··· Supplied data
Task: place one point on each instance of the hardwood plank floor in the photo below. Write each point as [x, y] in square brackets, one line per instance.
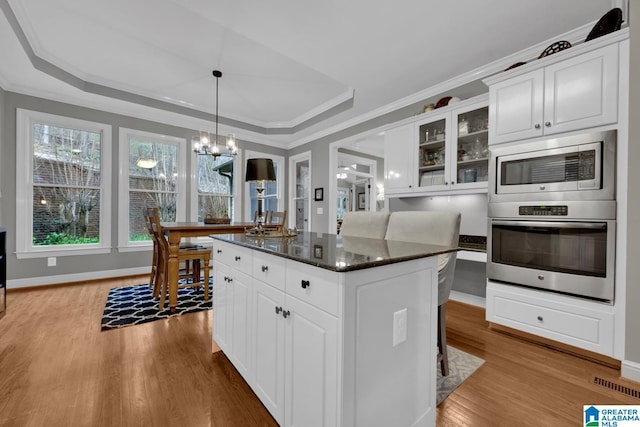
[58, 369]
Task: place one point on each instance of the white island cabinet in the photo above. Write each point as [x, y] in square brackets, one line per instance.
[334, 337]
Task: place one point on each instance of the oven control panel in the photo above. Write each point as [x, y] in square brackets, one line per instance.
[542, 210]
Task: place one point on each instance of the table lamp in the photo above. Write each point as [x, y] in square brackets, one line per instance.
[260, 170]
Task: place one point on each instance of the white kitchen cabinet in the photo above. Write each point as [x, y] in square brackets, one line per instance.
[444, 151]
[576, 93]
[311, 365]
[318, 339]
[295, 345]
[568, 320]
[232, 310]
[269, 348]
[399, 164]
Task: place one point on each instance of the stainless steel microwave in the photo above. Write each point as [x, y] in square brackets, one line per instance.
[577, 167]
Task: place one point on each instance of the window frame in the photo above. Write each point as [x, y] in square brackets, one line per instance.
[237, 208]
[25, 120]
[124, 137]
[280, 181]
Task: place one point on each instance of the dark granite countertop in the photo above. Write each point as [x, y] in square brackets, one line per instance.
[335, 252]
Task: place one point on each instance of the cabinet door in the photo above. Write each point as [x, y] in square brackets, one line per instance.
[311, 390]
[399, 165]
[582, 92]
[221, 297]
[469, 154]
[268, 349]
[515, 108]
[433, 174]
[240, 288]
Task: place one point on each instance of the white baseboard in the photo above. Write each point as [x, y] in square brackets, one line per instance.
[75, 277]
[468, 298]
[630, 370]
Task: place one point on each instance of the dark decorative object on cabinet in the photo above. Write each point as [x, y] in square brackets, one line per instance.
[610, 22]
[443, 102]
[517, 64]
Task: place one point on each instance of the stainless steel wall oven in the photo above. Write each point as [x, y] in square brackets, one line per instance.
[552, 214]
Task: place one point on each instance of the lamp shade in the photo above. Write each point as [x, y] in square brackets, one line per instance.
[260, 170]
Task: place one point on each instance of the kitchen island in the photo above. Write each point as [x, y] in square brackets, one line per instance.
[330, 330]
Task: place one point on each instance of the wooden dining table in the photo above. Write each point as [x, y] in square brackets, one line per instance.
[176, 231]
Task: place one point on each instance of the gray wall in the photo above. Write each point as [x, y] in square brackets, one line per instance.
[37, 267]
[632, 351]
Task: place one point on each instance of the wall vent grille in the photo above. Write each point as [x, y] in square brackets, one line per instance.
[620, 388]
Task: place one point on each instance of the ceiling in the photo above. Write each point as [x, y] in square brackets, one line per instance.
[291, 68]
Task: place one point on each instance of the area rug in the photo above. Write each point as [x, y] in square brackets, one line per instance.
[133, 305]
[461, 366]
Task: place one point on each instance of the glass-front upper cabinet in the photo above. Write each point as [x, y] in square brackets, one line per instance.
[472, 148]
[432, 152]
[441, 152]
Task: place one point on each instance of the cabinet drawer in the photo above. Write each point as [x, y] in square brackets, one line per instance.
[570, 322]
[232, 255]
[313, 285]
[269, 269]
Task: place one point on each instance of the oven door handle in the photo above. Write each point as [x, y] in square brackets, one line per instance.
[552, 224]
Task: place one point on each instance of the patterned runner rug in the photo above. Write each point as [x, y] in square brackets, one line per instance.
[133, 305]
[461, 366]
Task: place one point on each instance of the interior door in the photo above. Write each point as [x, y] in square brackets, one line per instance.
[301, 184]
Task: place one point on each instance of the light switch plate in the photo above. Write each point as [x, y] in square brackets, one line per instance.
[399, 326]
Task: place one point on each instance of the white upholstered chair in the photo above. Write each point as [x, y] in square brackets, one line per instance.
[372, 225]
[436, 228]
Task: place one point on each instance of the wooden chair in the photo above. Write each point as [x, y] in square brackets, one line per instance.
[436, 228]
[189, 268]
[198, 255]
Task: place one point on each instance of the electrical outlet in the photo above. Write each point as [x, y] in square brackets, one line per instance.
[399, 326]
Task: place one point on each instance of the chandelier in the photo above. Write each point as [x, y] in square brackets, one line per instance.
[202, 145]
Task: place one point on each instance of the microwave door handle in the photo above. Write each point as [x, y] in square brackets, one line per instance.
[552, 224]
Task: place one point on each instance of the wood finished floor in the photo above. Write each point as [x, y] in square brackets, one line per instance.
[58, 369]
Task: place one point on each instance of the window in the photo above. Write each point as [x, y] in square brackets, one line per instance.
[273, 191]
[152, 173]
[63, 193]
[215, 184]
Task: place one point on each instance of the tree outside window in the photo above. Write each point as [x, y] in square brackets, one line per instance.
[153, 181]
[66, 185]
[215, 187]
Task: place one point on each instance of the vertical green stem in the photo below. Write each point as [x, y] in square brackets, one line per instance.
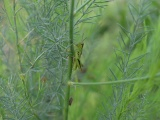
[70, 64]
[16, 34]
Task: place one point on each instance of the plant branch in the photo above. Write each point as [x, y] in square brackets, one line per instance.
[16, 33]
[111, 82]
[71, 22]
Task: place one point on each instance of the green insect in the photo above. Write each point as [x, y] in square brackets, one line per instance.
[77, 55]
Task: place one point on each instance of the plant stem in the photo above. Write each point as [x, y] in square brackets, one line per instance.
[71, 22]
[16, 34]
[111, 82]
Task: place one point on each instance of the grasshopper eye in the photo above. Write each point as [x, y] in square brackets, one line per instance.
[70, 101]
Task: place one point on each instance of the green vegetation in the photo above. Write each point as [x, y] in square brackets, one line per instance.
[71, 60]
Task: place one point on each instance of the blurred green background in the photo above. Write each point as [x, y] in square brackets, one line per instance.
[89, 102]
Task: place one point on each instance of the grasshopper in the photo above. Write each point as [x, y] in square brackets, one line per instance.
[77, 55]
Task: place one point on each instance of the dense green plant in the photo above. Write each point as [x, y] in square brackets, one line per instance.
[37, 39]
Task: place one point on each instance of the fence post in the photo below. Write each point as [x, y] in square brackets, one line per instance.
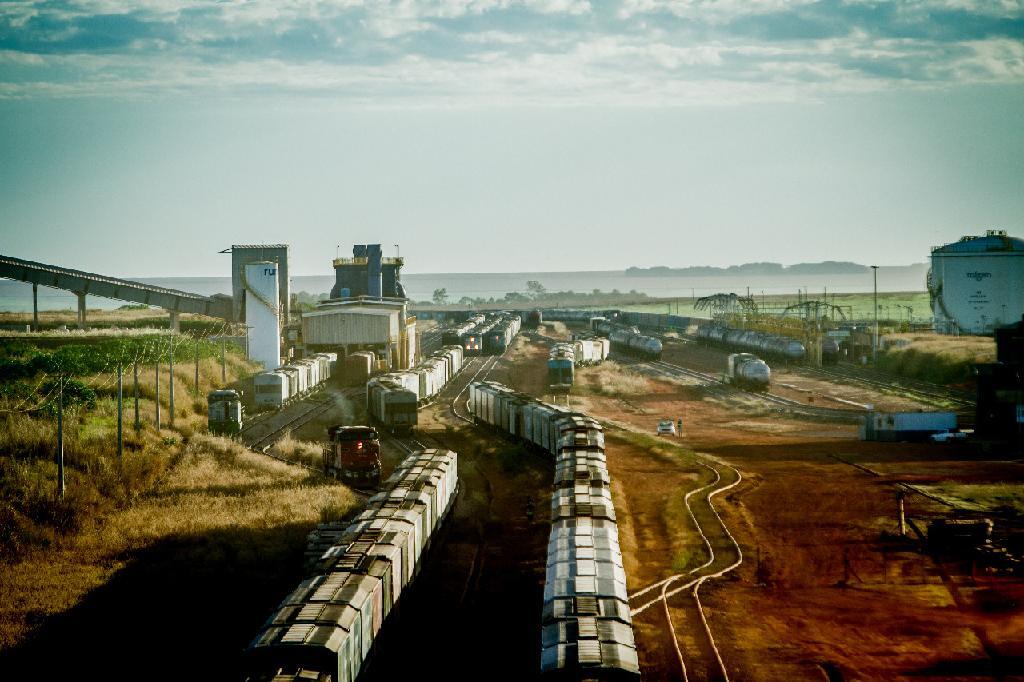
[135, 376]
[120, 414]
[197, 367]
[158, 392]
[170, 379]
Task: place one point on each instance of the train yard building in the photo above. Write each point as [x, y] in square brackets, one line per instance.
[977, 284]
[242, 255]
[368, 310]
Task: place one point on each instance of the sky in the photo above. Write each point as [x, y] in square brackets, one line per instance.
[139, 139]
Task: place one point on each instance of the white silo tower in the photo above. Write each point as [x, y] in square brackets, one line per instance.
[262, 321]
[977, 284]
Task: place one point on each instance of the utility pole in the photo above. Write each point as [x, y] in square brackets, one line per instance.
[170, 381]
[158, 393]
[875, 345]
[60, 485]
[135, 375]
[197, 367]
[120, 414]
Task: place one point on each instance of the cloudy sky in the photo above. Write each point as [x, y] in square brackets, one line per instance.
[140, 138]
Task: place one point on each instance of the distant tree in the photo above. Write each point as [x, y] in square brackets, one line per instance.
[536, 289]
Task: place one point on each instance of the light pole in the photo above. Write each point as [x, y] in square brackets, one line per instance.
[875, 346]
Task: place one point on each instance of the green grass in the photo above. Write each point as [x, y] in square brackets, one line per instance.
[943, 359]
[855, 306]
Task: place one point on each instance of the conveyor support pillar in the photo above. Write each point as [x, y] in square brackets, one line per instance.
[81, 309]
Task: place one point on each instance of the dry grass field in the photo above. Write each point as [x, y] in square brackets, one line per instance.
[944, 359]
[182, 522]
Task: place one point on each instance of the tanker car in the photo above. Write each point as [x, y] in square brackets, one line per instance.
[561, 364]
[392, 398]
[352, 455]
[586, 627]
[748, 371]
[328, 626]
[774, 345]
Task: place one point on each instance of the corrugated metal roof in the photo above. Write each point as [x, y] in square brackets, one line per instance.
[991, 242]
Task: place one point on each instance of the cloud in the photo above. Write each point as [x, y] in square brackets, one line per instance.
[470, 52]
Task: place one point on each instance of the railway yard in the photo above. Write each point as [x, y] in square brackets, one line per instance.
[761, 543]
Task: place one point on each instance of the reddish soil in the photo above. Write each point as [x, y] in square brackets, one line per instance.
[808, 524]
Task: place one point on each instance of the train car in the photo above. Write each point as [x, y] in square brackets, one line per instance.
[327, 627]
[829, 351]
[590, 349]
[774, 345]
[301, 376]
[224, 412]
[497, 340]
[472, 341]
[270, 388]
[748, 371]
[626, 341]
[352, 455]
[453, 335]
[587, 631]
[358, 367]
[561, 364]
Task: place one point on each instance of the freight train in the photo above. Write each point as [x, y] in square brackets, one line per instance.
[478, 336]
[564, 357]
[392, 399]
[587, 631]
[274, 388]
[358, 367]
[352, 454]
[561, 367]
[590, 348]
[327, 627]
[628, 340]
[748, 371]
[498, 338]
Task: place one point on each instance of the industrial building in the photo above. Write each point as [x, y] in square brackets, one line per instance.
[242, 255]
[368, 310]
[977, 284]
[259, 281]
[368, 272]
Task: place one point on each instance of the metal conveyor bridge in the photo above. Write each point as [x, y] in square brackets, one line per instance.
[82, 284]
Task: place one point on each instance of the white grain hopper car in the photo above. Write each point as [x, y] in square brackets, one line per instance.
[748, 371]
[977, 284]
[892, 426]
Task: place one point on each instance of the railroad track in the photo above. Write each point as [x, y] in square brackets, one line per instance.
[718, 388]
[484, 370]
[705, 655]
[919, 390]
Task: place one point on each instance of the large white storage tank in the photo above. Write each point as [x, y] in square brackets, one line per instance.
[262, 321]
[977, 284]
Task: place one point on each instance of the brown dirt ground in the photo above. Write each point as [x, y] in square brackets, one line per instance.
[791, 384]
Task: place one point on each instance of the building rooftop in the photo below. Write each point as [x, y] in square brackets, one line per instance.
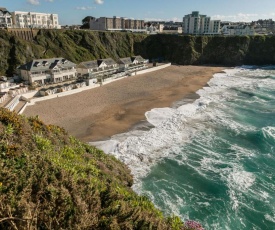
······
Exercise task: Copy the material from the line with "Task: place one point on each instance of the white grain" through the end, keeping every line of text but leaving out the pictures. In the copy, raise each coordinate of the answer points by 55.

The answer:
Task: place one point on each instance of the white grain hopper car in the photo above. Write each point as [x, y] in square brackets, one line per instance.
[803, 426]
[1032, 339]
[947, 481]
Task: place one point on each instance of the railroad track in the photo above. Write each point as [x, y] in square brackets, one line per instance.
[773, 443]
[539, 425]
[760, 710]
[974, 445]
Task: place one point on each instance of the large white storage tank in the photo above. Write each point as [x, y] in square brackets, one line per instance.
[317, 376]
[1032, 339]
Task: place one point on each instance of the brown dirt ground in the photo above. Write each point as [x, y] in square brackets, one line per instance.
[846, 439]
Task: place one point on each instance of the building rooftop in the photo below. Write each point as [x, y] in square brackets, one line per instance.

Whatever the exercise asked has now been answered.